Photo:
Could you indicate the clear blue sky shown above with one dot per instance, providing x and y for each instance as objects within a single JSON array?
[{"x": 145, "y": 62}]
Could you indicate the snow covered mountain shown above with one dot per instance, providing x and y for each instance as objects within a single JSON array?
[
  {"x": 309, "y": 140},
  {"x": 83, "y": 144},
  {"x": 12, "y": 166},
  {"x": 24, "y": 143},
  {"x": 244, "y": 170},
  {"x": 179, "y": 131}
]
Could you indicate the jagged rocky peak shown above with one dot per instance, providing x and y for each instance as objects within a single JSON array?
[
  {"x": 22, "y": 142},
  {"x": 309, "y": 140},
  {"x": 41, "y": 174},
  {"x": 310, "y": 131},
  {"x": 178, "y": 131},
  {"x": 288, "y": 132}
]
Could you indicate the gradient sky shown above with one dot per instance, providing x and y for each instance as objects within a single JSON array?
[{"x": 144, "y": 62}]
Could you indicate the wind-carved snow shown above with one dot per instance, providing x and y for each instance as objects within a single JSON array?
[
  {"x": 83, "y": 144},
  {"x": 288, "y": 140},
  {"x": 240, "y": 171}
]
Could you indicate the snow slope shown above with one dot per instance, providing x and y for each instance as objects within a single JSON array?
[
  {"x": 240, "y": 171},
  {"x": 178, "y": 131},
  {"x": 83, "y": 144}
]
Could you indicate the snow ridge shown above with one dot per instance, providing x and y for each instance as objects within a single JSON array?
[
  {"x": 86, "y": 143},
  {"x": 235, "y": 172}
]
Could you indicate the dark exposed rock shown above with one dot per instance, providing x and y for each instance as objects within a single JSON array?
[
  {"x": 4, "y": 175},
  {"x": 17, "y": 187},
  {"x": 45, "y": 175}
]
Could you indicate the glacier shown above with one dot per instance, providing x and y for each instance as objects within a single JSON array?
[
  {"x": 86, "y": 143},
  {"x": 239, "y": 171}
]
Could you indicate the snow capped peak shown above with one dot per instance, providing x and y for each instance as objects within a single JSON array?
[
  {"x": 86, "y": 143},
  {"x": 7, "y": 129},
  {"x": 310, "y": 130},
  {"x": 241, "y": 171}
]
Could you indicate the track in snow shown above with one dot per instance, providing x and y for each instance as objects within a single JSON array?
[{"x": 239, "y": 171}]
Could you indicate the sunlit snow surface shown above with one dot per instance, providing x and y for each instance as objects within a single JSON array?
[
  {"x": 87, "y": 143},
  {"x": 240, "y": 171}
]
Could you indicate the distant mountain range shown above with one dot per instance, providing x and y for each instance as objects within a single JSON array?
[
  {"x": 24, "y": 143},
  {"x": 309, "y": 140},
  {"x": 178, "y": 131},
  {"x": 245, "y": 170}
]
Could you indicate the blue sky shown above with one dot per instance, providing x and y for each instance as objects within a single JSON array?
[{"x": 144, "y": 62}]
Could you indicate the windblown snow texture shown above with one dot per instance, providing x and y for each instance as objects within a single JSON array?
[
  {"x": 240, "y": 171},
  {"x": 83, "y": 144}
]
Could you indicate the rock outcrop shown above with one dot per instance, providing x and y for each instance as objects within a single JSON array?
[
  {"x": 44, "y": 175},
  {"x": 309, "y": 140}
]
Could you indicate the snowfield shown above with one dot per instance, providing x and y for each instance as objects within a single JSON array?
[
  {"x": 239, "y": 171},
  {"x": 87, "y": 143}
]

__What the exercise asks__.
Every line from the line containing "Could you indicate the dark" to the last line of the material above must be repeated exactly, and no other line.

__Solution to this exercise__.
Could you indicate the dark exposed rock shown above with one dot per instance, providing x and y for each instance as objects within a single JSON array?
[
  {"x": 4, "y": 175},
  {"x": 17, "y": 187},
  {"x": 45, "y": 175}
]
Could you indicate the glacier shown above with one dot per instance, providing x and y for each instance as objects within a single JSON array?
[
  {"x": 86, "y": 143},
  {"x": 239, "y": 171}
]
Could you indicate the snow capped peak shown above with one dot per instance, providing x and y for each instance as objects within a single JSON array?
[
  {"x": 86, "y": 143},
  {"x": 7, "y": 129},
  {"x": 310, "y": 130},
  {"x": 241, "y": 171}
]
Could you indicate the track in snow shown above with one dot per instance, providing x and y for each instance as objects within a single JSON array?
[{"x": 239, "y": 171}]
Could you indicate the sunlit snow surface shown above with one dot per instance, providing x and y for each instance as objects within a single JSON array?
[
  {"x": 87, "y": 143},
  {"x": 240, "y": 171}
]
Could you indicate the distant mountain range shown above with one dot per instance, providing x and y for each instance as objects within a single JSON array?
[
  {"x": 24, "y": 143},
  {"x": 309, "y": 140},
  {"x": 178, "y": 131},
  {"x": 245, "y": 170}
]
Could you indicate the blue sky shown above with one dot per instance, providing x and y for each instance as objects within a single JSON array?
[{"x": 144, "y": 62}]
Could you indicate the windblown snow texture shown above with one dot per instance, providing x and y for each instance as objects within a single JSON array?
[
  {"x": 240, "y": 171},
  {"x": 83, "y": 144}
]
Could you indicate the rock outcrop shown above with one dot per instance, providing x and y for each instance as objects within a single JSON array?
[
  {"x": 44, "y": 175},
  {"x": 309, "y": 140}
]
Could you indicate the snowfield shown above with one dot per instance, providing x and y for each instance as objects within a single JSON array?
[
  {"x": 239, "y": 171},
  {"x": 87, "y": 143}
]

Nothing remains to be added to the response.